WHAT YOU SHOULD DO:
Pick out every line in the rows below that contains the word "door" and copy each of those lines.

DATASET ROWS:
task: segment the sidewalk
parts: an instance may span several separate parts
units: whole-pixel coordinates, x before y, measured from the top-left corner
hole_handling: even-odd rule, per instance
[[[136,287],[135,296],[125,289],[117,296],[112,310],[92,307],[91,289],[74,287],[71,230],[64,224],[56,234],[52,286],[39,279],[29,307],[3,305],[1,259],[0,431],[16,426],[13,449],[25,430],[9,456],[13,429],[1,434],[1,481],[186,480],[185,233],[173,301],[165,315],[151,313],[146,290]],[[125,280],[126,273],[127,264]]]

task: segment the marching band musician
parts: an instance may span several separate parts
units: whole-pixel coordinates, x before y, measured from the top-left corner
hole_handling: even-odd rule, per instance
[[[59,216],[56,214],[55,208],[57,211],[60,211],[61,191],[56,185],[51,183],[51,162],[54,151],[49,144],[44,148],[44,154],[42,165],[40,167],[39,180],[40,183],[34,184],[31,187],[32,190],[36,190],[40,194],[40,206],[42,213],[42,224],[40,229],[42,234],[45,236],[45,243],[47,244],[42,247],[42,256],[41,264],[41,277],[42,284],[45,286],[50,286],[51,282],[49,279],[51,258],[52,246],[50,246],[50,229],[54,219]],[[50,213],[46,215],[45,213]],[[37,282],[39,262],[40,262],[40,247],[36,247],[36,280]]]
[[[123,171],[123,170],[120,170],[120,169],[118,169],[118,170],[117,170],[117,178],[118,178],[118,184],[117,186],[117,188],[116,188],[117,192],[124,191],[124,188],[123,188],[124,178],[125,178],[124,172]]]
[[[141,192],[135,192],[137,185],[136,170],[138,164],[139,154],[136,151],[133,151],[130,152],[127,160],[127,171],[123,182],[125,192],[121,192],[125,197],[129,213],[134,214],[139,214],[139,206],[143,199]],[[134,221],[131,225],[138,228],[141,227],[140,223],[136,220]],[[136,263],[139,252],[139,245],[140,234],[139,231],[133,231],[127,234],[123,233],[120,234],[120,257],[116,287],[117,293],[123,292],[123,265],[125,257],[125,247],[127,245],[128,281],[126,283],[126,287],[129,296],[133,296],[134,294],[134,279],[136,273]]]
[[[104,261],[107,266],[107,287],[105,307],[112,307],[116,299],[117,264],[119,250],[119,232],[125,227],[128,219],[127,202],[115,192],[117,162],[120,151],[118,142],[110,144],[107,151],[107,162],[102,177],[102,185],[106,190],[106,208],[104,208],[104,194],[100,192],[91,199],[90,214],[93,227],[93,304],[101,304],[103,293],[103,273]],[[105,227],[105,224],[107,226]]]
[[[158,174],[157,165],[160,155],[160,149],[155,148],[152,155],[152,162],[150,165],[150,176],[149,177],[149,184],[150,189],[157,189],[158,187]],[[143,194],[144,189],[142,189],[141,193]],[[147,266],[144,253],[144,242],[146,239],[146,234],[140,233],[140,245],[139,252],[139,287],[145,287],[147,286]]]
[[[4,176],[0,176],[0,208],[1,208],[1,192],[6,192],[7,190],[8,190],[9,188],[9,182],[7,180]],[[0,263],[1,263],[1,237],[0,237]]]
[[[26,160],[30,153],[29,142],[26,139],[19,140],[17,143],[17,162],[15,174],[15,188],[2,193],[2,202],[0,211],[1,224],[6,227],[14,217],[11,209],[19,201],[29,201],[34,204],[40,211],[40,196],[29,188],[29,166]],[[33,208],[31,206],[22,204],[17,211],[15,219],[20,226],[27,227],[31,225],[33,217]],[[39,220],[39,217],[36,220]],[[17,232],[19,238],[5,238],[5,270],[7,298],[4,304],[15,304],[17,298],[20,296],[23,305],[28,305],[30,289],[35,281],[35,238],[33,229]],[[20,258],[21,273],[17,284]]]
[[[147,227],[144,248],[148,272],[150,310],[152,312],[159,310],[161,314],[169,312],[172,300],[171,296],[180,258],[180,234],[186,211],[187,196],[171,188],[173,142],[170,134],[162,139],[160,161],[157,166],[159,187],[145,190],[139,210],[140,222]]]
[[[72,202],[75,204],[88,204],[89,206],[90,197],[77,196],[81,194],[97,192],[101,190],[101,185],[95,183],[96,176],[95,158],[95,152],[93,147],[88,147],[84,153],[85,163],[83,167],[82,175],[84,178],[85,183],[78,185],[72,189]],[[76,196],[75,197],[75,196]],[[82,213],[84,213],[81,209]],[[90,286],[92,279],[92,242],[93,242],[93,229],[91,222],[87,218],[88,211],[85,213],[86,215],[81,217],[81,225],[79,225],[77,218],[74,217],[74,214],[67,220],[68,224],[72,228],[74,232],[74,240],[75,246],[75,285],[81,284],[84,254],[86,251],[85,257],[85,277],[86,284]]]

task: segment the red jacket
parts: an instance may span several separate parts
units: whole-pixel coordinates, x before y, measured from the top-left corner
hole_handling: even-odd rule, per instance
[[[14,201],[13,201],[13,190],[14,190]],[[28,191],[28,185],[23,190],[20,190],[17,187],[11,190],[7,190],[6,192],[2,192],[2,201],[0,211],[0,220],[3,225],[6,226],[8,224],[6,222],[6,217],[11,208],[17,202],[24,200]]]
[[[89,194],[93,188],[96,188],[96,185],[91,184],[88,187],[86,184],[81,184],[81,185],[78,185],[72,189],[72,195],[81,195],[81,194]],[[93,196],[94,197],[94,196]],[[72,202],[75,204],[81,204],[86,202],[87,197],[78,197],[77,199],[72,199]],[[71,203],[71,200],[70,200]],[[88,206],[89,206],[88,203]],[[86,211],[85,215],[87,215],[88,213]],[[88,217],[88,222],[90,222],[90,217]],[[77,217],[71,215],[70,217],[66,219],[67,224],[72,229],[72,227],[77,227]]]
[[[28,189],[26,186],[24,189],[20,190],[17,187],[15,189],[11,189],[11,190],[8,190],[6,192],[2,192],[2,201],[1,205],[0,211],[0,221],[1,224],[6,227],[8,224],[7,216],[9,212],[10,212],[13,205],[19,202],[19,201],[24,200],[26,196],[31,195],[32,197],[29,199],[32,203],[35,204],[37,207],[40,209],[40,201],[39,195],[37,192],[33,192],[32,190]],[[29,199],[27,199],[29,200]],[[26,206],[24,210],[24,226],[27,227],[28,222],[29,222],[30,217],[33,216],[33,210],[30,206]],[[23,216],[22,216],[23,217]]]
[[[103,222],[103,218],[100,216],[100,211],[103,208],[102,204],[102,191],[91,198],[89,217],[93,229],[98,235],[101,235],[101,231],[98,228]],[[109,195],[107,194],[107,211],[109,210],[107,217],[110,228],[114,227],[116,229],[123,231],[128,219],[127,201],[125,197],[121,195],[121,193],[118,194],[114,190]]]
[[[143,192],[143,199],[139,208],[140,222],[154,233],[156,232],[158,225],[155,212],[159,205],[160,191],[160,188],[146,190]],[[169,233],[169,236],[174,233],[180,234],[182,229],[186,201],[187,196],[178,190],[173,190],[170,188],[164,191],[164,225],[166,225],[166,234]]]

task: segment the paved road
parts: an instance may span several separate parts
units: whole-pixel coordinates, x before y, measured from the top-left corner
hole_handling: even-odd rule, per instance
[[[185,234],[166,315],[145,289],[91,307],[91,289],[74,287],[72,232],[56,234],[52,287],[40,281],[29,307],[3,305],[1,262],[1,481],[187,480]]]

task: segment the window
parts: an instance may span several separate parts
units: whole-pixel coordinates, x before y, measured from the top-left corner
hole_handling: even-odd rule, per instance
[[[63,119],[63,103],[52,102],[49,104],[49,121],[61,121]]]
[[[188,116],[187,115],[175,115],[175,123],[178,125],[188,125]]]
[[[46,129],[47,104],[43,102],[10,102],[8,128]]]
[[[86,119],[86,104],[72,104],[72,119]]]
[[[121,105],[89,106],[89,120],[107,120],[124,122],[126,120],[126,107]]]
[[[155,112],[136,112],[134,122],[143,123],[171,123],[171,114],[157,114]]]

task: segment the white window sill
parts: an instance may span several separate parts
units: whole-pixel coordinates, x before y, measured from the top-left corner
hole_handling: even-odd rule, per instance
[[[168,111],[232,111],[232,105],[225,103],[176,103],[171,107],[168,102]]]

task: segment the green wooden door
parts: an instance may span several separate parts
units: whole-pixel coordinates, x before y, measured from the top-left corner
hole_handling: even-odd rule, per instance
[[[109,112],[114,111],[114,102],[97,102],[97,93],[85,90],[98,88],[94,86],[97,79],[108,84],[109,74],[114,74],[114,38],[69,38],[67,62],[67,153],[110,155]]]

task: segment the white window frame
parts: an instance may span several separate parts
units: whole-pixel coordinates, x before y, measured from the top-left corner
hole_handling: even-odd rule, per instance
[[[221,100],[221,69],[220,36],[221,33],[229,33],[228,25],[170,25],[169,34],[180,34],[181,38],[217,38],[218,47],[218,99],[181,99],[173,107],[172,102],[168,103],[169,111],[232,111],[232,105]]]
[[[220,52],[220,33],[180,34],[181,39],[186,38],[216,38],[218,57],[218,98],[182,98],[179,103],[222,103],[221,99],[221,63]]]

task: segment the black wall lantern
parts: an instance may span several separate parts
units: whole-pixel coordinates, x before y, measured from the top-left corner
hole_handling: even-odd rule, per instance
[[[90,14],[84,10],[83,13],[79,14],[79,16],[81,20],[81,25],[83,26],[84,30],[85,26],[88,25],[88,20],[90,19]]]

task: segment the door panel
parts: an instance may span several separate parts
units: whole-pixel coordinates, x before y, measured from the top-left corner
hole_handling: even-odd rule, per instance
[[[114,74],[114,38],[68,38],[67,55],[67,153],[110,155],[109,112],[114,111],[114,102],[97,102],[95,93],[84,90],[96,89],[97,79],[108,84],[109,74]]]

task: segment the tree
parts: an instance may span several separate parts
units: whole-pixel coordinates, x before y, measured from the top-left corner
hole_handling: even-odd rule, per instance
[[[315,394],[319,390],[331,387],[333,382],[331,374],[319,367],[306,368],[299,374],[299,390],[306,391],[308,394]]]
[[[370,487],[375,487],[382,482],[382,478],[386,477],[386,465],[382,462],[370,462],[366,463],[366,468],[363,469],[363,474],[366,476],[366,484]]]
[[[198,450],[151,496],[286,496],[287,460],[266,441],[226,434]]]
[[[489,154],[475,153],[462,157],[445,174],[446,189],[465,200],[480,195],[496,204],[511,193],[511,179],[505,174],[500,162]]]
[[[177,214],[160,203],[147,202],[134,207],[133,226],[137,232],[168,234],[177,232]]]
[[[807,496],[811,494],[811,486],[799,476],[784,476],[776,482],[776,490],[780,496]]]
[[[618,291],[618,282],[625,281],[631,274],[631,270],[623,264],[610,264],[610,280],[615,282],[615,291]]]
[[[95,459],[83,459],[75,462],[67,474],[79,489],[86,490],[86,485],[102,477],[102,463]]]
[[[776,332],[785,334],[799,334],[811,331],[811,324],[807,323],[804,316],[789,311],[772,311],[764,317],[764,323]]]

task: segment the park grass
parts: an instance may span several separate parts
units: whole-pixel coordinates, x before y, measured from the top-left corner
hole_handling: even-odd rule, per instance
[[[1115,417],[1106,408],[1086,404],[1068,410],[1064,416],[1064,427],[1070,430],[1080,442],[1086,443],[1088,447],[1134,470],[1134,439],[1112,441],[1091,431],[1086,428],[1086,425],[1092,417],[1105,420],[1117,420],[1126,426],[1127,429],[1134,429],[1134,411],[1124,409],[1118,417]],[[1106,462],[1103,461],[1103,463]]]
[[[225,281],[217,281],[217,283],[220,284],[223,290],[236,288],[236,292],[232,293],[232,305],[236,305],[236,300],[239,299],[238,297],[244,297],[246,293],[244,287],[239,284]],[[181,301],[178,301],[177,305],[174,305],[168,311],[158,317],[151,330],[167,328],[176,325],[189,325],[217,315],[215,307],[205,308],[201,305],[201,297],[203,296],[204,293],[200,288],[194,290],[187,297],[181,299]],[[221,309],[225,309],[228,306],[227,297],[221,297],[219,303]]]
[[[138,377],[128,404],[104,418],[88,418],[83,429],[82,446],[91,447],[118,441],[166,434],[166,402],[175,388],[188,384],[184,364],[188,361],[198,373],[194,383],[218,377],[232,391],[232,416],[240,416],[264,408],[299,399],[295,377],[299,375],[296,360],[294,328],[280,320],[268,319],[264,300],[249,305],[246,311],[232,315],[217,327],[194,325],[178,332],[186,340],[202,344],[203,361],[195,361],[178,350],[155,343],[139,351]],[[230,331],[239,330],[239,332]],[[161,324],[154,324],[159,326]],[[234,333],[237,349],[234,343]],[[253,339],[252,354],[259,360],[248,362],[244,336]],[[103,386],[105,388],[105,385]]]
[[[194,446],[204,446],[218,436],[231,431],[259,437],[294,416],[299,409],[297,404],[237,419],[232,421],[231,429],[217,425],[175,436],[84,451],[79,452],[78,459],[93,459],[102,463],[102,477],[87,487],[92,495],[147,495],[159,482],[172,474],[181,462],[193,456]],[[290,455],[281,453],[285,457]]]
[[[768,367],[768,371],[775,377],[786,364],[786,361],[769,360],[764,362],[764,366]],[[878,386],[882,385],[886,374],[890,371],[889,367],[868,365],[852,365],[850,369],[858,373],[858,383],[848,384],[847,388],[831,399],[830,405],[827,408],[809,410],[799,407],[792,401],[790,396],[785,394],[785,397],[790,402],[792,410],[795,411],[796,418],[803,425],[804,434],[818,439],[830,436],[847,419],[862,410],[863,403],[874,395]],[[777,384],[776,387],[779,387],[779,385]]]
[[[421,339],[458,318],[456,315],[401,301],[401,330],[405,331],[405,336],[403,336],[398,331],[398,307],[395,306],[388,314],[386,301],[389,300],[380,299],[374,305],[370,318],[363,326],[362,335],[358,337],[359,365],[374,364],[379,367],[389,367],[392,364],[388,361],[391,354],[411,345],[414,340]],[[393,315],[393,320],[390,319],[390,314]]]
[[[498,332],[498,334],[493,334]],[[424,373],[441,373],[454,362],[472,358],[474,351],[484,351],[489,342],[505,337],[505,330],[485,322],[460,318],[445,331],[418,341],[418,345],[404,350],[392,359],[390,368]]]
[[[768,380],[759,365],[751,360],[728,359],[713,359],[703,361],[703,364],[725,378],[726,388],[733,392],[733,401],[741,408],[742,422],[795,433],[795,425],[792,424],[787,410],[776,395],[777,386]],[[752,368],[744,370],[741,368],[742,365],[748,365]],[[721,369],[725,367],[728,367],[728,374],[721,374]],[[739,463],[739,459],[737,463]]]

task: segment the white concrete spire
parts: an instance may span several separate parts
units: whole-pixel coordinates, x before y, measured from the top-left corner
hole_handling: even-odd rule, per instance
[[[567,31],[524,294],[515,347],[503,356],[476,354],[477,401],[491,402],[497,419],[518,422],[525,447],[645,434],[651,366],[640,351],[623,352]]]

TASK RESULT:
task: segment the green wooden door
task: segment the door panel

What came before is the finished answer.